W ciągu ostatniego tygodnia pogoda bardzo szybko się zmienia.
Jednego dnia śnieg za dwa dni szadź a dziś świat skąpany jest w lodzie.
Nie mogłam się oprzec i "uwieczniłam " jak efektownie wygląda żywopłot oraz drzewa.
Za każdym razem ogród wygląda inaczej który mam pod samym oknem.
Na osłodę zimnych dni upiekłam drożdżowe bułeczki.Przepis szybki i łatwy.
Drożdżówki z serem odrywane
Ciasto:
20g drożdży świeżych
100 ml ciepłego mleka
|
|
|
3 łyżki cukru
100 g masła
4 żółtka
2,5 szklanki mąki pszennej tortowej | | | | | |
Nadzienie serowe:
50 dag sera białego nie musi byc zmielony
5 łyżek cukru
aromat waniliowy
2 żółtka
2 łyżki mąki ziemniaczanej
3 łyżki masła o temperaturze pokojowej
Wymieszac wszystkie składniki na gładką masę.
==================================================
§ Zadania:
a) Wypisz wszystkie składniki nadzienia serowego z tekstu źródłowego, z ilościami tam, gdzie je podano.
b) Kontynuuj tekst źródłowy o drożdżówkach z serem, zaczynając po jego ostatnim zdaniu.

§ Dane źródłowe:
==================================================
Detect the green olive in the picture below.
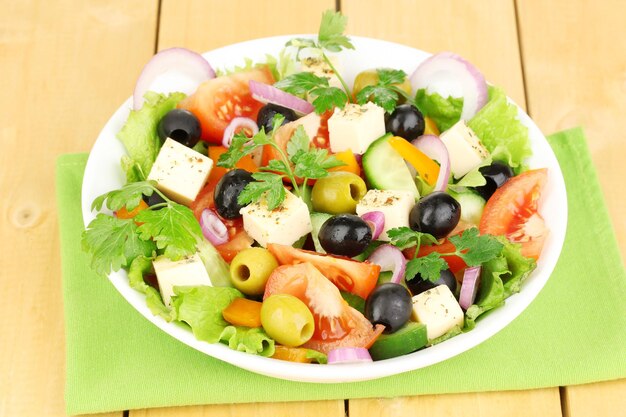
==================================================
§ Odpowiedzi:
a)
- 50 dag sera białego
- 5 łyżek cukru
- aromat waniliowy
- 2 żółtka
- 2 łyżki mąki ziemniaczanej
- 3 łyżki masła o temperaturze pokojowej

b)
Kruszonka:
50 g masła o temperaturze pokojowej
100g mąki pszennej
50g cukru pudru
Wszystkie składniki zagnieśc ręką wyrabiając grudki.
Do mleka kruszymy drożdże,wsypujemy 1 łyżkę cukru i 2 łyżki mąki, mieszamy i zostawiamy by podrosło.
Do ciasta dodajemy roztopione masło, żółtka,2 łyżki cukru i mąkę.Wyrabiamy ciasto drewnianą łyżką, potem ręką.Gdy już wyrobiliśmy elastyczne ciasto, przykrywamy i czekamy by wyrosło (30 minut).
Ciasto kroimy na równe części 16- 18 szt. i nakładamy serowe nadzienie.W torownicy lub w przekątnej blaszce wyłożonej papierem układamy uformowane bułeczki jedna obok drugiej. Bułeczki smarujemy przed pieczeniem roztrzepanym jajem i posypujemy kruszonką. Piec 30 min.w 170 stopniach.
Polecam. Znikają bardzo szybko.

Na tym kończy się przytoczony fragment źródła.